═════ PROVIDED MATERIAL

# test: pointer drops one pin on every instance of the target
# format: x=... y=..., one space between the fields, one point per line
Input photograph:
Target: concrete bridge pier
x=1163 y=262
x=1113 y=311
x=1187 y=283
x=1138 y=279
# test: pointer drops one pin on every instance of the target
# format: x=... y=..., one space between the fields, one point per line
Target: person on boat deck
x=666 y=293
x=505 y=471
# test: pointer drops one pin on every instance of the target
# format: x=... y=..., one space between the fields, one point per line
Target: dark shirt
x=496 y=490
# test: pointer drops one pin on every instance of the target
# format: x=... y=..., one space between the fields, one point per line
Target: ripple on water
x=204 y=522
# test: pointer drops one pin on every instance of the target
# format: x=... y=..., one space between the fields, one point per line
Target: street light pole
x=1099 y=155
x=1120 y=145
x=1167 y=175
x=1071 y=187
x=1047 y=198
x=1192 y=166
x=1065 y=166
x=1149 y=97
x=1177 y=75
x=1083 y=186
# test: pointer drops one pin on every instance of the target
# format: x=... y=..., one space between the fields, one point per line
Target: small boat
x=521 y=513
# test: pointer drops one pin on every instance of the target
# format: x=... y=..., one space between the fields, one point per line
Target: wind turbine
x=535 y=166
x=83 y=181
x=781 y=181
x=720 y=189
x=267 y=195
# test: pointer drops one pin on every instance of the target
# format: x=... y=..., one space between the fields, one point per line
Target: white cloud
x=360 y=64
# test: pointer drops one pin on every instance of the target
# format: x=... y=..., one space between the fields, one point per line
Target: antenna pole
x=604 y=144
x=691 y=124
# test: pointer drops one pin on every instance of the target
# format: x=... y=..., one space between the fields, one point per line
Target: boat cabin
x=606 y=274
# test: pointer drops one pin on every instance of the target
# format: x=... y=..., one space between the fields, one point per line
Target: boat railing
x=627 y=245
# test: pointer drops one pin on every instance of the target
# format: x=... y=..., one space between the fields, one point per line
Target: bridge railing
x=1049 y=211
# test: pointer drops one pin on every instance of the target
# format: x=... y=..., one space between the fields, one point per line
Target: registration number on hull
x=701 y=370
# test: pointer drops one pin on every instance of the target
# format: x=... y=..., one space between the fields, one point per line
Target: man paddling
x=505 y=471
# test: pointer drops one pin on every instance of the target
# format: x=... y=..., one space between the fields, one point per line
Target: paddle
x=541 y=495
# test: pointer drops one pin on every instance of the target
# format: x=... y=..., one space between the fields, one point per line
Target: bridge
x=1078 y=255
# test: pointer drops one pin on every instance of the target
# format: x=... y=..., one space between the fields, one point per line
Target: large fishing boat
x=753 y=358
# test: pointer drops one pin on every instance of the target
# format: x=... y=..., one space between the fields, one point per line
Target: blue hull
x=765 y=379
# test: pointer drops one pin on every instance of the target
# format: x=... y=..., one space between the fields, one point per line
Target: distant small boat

══════════

:: INSTRUCTIONS FOR THE TASK ::
Your answer should contain every entry, transcribed exactly.

:: FINISHED TASK ::
# test: pointer drops one pin on every instance of the target
# format: x=... y=..., one space between the fields, one point per line
Input photograph:
Target: concrete bridge pier
x=1163 y=262
x=1113 y=311
x=1187 y=283
x=1138 y=279
# test: pointer drops one pin on every instance of the target
# format: x=... y=..., one space between the fields, one point per line
Target: person on boat deck
x=666 y=293
x=505 y=471
# test: pointer drops one pin on every instance of the target
# format: x=... y=..., one space between the fields, one point per line
Target: dark shirt
x=496 y=490
# test: pointer drops one pin on every instance of the target
# format: x=... y=..., one space between the fields, one point per line
Target: ripple on water
x=204 y=522
# test: pointer drops one pin on every instance of the target
# format: x=... y=..., one space between the fields, one point per line
Target: street light pole
x=1099 y=155
x=1120 y=145
x=1167 y=175
x=1071 y=187
x=1047 y=198
x=1192 y=166
x=1065 y=166
x=1149 y=97
x=1177 y=75
x=1083 y=186
# test: pointer drops one pin on every instance of the target
# format: x=... y=..., one space between the fields, one point per line
Target: small boat
x=521 y=513
# test: pointer drops one pin on every instance of the target
# format: x=... y=..., one space between the fields, one point per line
Target: wind turbine
x=535 y=166
x=83 y=181
x=781 y=181
x=720 y=189
x=267 y=195
# test: pointer drops one pin on every instance of the target
# format: x=... y=..., one space between the fields, one point per line
Target: white cloud
x=360 y=64
# test: pointer drops one pin on every instance of the target
# format: x=... y=..., one space between the fields, one point per line
Target: antenna pole
x=604 y=144
x=691 y=124
# test: pointer drops one pin on every instance of the target
# format: x=... y=..., one space between the fields, one point per line
Target: boat cabin
x=606 y=274
# test: pointer drops one pin on every instance of the target
# format: x=... y=..., one space between the fields, one point per line
Target: boat railing
x=627 y=245
# test: pointer drops one pin on every instance of the target
# format: x=... y=..., one space between the fields, one point per line
Target: bridge railing
x=1049 y=211
# test: pointer drops one pin on every instance of the target
# format: x=... y=..., one space between the fields, one point per line
Target: registration number on hull
x=701 y=370
# test: pointer drops one pin on every instance of the target
# format: x=... y=..., one space between the fields, one point per line
Target: man paddling
x=505 y=471
# test: pointer drops one pin on every instance of the target
# format: x=... y=..., one space between the fields, one point per line
Target: paddle
x=541 y=495
# test: pointer drops one pin on every instance of the target
# format: x=... y=..., one space between the fields, one point per line
Target: bridge
x=1078 y=255
# test: pointer drops one pin on every instance of the target
# format: x=... y=..., one space between the fields, one point per line
Target: large fishing boat
x=753 y=358
# test: pointer drops one pin on every instance of the target
# format: x=... y=..., one space between the fields, one point per line
Target: blue hull
x=765 y=379
# test: pointer drops one pin on every instance of the target
# format: x=... y=..., one space between the fields, one point per line
Target: distant small boat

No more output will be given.